(begin)

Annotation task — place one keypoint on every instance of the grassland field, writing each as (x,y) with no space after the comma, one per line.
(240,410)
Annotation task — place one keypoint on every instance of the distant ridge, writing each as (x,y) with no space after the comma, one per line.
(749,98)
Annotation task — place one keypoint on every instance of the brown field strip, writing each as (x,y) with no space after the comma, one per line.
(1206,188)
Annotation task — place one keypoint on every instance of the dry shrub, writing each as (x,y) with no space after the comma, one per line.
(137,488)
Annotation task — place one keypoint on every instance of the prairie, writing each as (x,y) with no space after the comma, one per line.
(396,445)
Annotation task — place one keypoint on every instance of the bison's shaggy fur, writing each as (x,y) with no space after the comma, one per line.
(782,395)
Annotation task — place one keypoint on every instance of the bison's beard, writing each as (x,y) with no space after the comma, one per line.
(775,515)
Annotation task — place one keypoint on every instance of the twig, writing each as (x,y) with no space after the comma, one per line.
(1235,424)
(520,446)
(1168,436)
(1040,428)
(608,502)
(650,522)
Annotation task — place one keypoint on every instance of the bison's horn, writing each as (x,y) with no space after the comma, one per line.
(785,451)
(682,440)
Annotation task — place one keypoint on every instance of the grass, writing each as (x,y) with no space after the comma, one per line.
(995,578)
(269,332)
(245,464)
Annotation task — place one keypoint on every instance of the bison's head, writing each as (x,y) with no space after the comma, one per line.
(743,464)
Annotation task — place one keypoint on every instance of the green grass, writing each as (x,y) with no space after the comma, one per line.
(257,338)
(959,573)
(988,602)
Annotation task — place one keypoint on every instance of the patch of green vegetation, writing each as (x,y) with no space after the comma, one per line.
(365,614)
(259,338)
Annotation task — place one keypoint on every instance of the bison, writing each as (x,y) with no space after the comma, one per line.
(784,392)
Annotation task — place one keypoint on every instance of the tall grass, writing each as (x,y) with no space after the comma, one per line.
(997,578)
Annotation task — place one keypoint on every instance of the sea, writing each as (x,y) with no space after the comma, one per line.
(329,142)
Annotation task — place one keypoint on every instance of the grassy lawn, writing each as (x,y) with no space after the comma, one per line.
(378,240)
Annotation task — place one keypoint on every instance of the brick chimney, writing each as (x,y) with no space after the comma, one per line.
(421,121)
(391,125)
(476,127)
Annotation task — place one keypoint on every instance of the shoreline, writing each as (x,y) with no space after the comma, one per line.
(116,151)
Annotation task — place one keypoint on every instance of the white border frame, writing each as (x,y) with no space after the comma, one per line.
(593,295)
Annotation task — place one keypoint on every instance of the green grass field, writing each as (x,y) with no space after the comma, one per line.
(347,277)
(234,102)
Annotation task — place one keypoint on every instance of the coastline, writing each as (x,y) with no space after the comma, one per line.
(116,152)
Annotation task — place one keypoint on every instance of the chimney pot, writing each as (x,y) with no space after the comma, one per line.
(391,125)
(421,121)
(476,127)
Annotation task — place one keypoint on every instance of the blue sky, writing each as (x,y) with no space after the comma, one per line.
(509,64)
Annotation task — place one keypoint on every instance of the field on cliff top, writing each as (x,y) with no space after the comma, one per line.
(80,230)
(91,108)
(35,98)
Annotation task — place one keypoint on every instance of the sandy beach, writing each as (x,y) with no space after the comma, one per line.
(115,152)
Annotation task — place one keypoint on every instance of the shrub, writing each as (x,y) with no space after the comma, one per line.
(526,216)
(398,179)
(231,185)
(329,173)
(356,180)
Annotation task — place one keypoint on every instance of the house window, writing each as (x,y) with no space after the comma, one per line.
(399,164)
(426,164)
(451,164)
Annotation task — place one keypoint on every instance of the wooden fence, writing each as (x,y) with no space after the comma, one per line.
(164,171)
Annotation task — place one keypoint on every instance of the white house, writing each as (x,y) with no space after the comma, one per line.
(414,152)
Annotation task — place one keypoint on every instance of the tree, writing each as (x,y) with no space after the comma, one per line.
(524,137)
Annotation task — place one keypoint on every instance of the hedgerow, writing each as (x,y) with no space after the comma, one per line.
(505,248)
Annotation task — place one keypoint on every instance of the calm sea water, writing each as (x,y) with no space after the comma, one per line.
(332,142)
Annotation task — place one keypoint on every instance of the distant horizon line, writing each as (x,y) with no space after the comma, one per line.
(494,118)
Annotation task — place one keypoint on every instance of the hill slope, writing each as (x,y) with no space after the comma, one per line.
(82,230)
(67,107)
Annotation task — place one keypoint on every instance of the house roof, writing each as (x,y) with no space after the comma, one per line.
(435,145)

(end)

- _Task prompt_
Put every listing above into a two-column CSV with the header row instruction,points. Give one row per listing, with its text and its answer each in a single quoted field and any line breaks replaced by spaces.

- _Result of this exercise_
instruction,points
"Annotation task — place one keypoint on every instance of the grassland field, writing each as (x,y) with no space after the comma, one per line.","(240,410)"
"Annotation task — place one keypoint on every instance of the distant ridge, writing each as (x,y) with no space after the comma, one per line.","(749,98)"
"Annotation task — place one keypoint on every instance of the brown field strip, writing each as (x,y) with no space after the comma, one per line.","(1206,188)"
"Annotation task — place one keypoint on every instance of the dry shrub, writing each as (x,y) with no space after the comma, one per line.","(137,488)"
"Annotation task — place one keypoint on every instance of the prairie, writing each as (x,y) with no space after the comma, one per line.","(396,445)"
"Annotation task — place one keypoint on every instance of the bison's shaggy fur, writing each as (x,y) with no space after the comma, one per line.","(782,395)"
"Annotation task — place one keypoint on every instance of the bison's beard, writing each as (x,y) with no space after the comma, one per line.","(775,515)"
"Annotation task — place one keypoint on every instance of the twig, writing each as (x,y) with no space after the comma, one per line.","(1235,424) (520,446) (1168,436) (1040,428) (608,502) (650,522)"
"Annotation task — place one keypoint on every instance of the bison's horn, writing each as (x,y) with no space after the comma, one per line.","(785,451) (682,440)"
"Annotation task — place one keypoint on every instance of the grass, writing each as (x,y) with no space after the comma, one per line.","(995,578) (269,332) (245,464)"
"Annotation task — place one keypoint on every instance of the bison's head, writing each as (x,y) with no space after the comma, one per line.","(743,464)"
"Annotation task — place one keypoint on every instance of the green grass, writing each as (x,y) with no space after the comma, one per line.","(257,338) (959,573) (988,602)"
"Annotation task — place one keypoint on every instance of the patch of green vegetation, writing each as (x,y) with no space after the comma, one per line.","(365,614) (259,338)"
"Annotation task — place one keypoint on every instance of the bison, writing each as (x,y) with no space after the comma, one per line.","(784,392)"
"Annotation task — place one keypoint on every instance of the tall grass, writing each as (x,y) with no space after the comma, one per line.","(997,578)"
"Annotation task — place one keypoint on every instance of the sea, writing each as (x,y) with no space after the comma, one per line.","(329,142)"
"Annotation task — place one keypoint on every instance of the grassy lawn, writing each as (x,y) with no space after the comma, one per line.","(378,240)"
"Annotation task — place one keypoint on every instance of the brick chimney, writing each as (x,y) with no space after the comma, one per line.","(421,121) (391,125) (476,127)"
"Annotation task — place one keypoint on every instance of the shoreline, writing each as (x,y) with no space after the comma, one per line.","(116,151)"
"Annotation task — place one keypoint on every instance of the white border frame, writing each as (x,y) with no space after the comma, one per line.","(593,295)"
"Annotation task — place one keypoint on every instance of the green grass field, writing each as (x,y) with no space after the comma, one per line.","(347,277) (234,102)"
"Annotation task — place one keypoint on every instance of the coastline, writing each as (x,y) with no space after the comma, one per line.","(116,152)"
"Annotation task — place one keypoint on every instance of the chimney pot, writing each as (x,y) with no space after the comma, one per line.","(391,125) (421,121) (476,127)"
"Annotation task — place one keypoint on every instance of the blue sky, writing each as (x,y) with no space after the comma, one per line.","(509,64)"
"Annotation task — place one keypoint on every instance of the field on cliff top, writing each as (x,y) with no space after the comma, one per line.","(80,230) (91,108) (35,98)"
"Annotation task — place one keypoint on every instance of the sandy beach, writing each as (x,y) with no space after the comma, one per line.","(115,152)"
"Annotation task — place one keypoint on every instance of the shrub, writing each as (x,y) with no space after the comma, one per line.","(526,216) (398,179) (231,185) (329,173) (356,180)"
"Annotation task — place one keypoint on every instance of the house window, writing each as (x,y) with no space after the comma, one per line.","(399,164) (426,164) (451,164)"
"Annotation task — place one keypoint on every instance of the wooden fence, writing each as (x,y) with no space after the comma, one per line.","(164,171)"
"Annotation task — place one keypoint on every instance of the white house, writing each as (x,y) with no space after the comma, one per line.","(414,152)"
"Annotation task — place one keypoint on every instance of the tree, writing each as (x,y) with no space after the comma, one per line.","(524,137)"
"Annotation task — place one keypoint on every instance of the hedgerow, writing each as (x,y) with no space after the comma, one per line.","(505,248)"
"Annotation task — place one keypoint on every instance of the calm sea water, writing each as (x,y) with no space after the comma, one per line.","(332,142)"
"Annotation task — place one keypoint on every instance of the distant horizon line, writing each as (x,y) with no space after the comma, one per line.","(494,118)"
"Annotation task — place one keypoint on every instance of the hill slope, writing each as (x,y) with no space after the comma, one per line.","(82,230) (67,107)"
"Annotation task — place one keypoint on every instance of the house roof, writing each as (x,y) with no space after the comma, one per line.","(435,145)"